- YOUR TASK: Update everything from the line containing "in acu camouflage" down to the end of the records by replacing "beige tile floor" with "gray tile floor". Return only those lines, otherwise unchanged.
-- PROVIDED DATA start --
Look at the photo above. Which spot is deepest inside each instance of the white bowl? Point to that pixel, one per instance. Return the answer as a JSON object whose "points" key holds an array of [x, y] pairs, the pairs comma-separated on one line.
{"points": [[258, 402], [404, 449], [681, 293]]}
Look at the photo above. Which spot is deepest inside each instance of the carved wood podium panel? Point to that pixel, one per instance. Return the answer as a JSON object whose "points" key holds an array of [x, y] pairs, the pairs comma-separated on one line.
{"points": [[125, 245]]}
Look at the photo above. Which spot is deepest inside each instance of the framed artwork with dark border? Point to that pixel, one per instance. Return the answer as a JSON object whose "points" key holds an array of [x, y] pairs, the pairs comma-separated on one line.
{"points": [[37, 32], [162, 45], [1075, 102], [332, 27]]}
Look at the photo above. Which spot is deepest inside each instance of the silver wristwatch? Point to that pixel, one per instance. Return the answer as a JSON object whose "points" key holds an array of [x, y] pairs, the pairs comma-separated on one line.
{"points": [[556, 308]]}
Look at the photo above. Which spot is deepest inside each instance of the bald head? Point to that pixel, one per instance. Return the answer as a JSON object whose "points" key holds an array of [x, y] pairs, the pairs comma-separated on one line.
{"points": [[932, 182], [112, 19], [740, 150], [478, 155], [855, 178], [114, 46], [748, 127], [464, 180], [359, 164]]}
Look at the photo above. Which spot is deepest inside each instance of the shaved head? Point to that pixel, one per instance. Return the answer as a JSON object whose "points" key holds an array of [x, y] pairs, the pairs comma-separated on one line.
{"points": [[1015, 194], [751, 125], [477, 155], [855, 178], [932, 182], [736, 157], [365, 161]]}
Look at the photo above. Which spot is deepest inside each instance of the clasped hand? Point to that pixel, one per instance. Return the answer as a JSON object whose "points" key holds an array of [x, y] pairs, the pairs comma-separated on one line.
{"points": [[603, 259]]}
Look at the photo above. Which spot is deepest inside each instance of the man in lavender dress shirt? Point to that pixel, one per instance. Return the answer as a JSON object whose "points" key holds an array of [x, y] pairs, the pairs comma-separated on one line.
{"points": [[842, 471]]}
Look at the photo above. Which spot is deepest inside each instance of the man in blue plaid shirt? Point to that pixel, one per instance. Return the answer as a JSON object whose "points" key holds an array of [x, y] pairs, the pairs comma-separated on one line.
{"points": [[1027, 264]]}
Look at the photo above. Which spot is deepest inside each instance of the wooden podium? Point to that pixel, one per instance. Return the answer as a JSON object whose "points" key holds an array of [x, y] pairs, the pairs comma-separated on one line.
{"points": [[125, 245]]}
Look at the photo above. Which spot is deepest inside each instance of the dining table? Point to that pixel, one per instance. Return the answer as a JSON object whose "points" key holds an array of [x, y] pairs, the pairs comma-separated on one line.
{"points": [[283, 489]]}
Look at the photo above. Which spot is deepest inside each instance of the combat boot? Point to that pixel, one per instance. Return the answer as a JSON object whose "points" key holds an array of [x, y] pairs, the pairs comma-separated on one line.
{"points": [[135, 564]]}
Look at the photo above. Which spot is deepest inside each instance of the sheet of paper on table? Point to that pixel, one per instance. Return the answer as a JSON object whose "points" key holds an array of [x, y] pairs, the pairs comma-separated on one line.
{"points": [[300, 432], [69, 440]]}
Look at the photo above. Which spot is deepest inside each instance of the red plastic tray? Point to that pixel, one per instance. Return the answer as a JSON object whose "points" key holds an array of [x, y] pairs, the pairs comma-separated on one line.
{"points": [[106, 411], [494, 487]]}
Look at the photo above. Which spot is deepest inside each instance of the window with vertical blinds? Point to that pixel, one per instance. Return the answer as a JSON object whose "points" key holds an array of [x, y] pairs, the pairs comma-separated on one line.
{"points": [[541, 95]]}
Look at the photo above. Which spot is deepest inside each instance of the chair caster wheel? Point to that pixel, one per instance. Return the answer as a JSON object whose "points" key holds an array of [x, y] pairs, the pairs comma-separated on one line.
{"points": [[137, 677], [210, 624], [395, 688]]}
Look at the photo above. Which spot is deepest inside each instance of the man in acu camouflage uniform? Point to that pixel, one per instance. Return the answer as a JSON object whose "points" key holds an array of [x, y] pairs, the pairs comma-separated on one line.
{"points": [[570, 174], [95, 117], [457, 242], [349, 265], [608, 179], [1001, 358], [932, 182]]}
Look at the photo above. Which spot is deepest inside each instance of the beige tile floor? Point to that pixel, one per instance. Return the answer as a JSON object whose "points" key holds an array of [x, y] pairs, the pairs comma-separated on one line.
-- PROVIDED DATA end --
- FINAL RESULT:
Look at the photo above. Which spot is deepest inside each instance of the man in acu camouflage uniform? Point to that pixel, one per instance. Return the answer as a JSON object whose "points" key holds an array of [x, y] pairs, the pairs comma-separated on one line.
{"points": [[570, 174], [95, 117], [457, 242], [349, 265], [608, 179], [1001, 358], [932, 182]]}
Look at the photo above. Which spot is deepest inside each instance of the gray tile floor? Point to that pixel, one per instance. Return the answer as a JSON object whose "points" key holds an array of [x, y] pairs, the pairs comma-separated on one line.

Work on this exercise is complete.